### PAGE EXCERPT
▼
23  Latent Variable Models

uncovering the social bases of urban differentiation. Factor analysis in urban studies comes from a long tradition grounded in sociology and geography. In this context, it is used as a method to study the underlying social structure it is not viewed as a technique for feature engineering in this work. Rather, it is an attempt to understand whether social systems differ in similar ways across different spatial contexts (e.g. comparing factorial ecologies), or testing whether a theoretical social construct is associated with an array of outcomes (ecometrics & structural equation modeling)

Following the introduction of BCZ, empirical models of spatial structure went largely undeveloped for a significant period. In the 1950s, however, social shifts yet again brought emphasis on the significance of place. During the postwar period of suburbanization, white flight, and social unrest, there was a significant push to understand the nature of “community;” the Chicago School focused strongly on how urban spatial segmentation leads to social behaviors like territorialism and consciously created “ideological communities” (Hawley, 1950; Hunter, 1975; Suttles, 1972).

To understand how these communities were created, scholars turned to newly developed statistical methods to identify the essential elements of “urbanism” that structure modern life and the field of social area analysis was born. This turn is often viewed as the beginning of an age of urban empiricism, but it is important to emphasize that a critical component of Chicago School analysis is empirical work that is grounded firmly in social theory (Sampson2002?). As researchers adopted new statistical techniques, therefore, they attempted to operationalize “the complicated phenomena of urbanism,” described by (Wirth1938?) as “a system of social organization involving a characteristic social structure, a series of social institutions, and a typical pattern of social relations”.

Seeking to formalize and operationalize the ideas of human ecology, neighborhoods, and social areas, researchers set out to define neighborhoods as a set of spatially structured social interactions. A neighborhood or “natural area” could then be identified as meeting the following criteria:

  1. a geographic area physically distinguishable from other adjacent areas;
  2. a population with unique social, demographic, or ethnic composition;
  3. a social system with rules, norms, and regularly recurring patterns of social interaction that function as mechanisms of social control; and
  4. aggregate emergent behaviors or ways of life that distinguish the area from others around it" (Schwirian, 1983, p. 84)

These ideas set the stage for an entire generation of researchers focused on discovering the latent spatial structure in social relations. What is particularly important about the framework Schwirian articulates is encapsulated in the last two bullets. The Chicago School and its devotees maintained a focus on human behavior, cultural norms, and assimilation, which they viewed as having a reflexive relationship with residential arrangements. Early approaches were therefore driven by a focus on identifying, isolating, and quantifying the social processes that led to territorialism, “defended communities”, and segregation, among other emergent behaviors (Suttles, 1972).

One of the earliest innovations in neighborhood empirical work was the notion that social processes, which are difficult to observe, could be treated as latent variables and modeled using easily obtained Census data, similar to the ways that psychologists were beginning to model unobservable personality traits in individuals. The first studies deploying this technique were known as Social Area Analyses (SAA), and were developed to help understand the shifting patterns of segregation and urbanization that began in the 1950s. Although social area analysis has been long studied and its lineage is well-known, it is important to remember that its early emphasis on natural science and social psychology generated a empirical search for the fundamental axes of community differentiation–the laws of social physics that described how segregation and city living restructured the life course.
▲
### GIVEN INFORMATION
▼
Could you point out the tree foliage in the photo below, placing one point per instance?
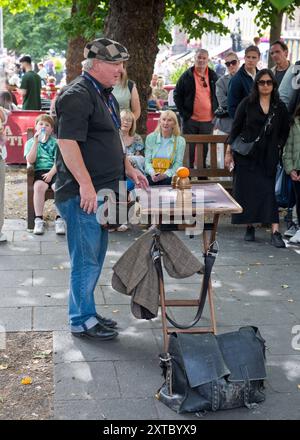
▲
### TASK GOAL
Set down, word for word, the stretch of the social area analysis passage above starting with "23  Latent Variable" and going on through "structural equation modeling)".

### RESULT
23  Latent Variable Models

uncovering the social bases of urban differentiation. Factor analysis in urban studies comes from a long tradition grounded in sociology and geography. In this context, it is used as a method to study the underlying social structure it is not viewed as a technique for feature engineering in this work. Rather, it is an attempt to understand whether social systems differ in similar ways across different spatial contexts (e.g. comparing factorial ecologies), or testing whether a theoretical social construct is associated with an array of outcomes (ecometrics & structural equation modeling)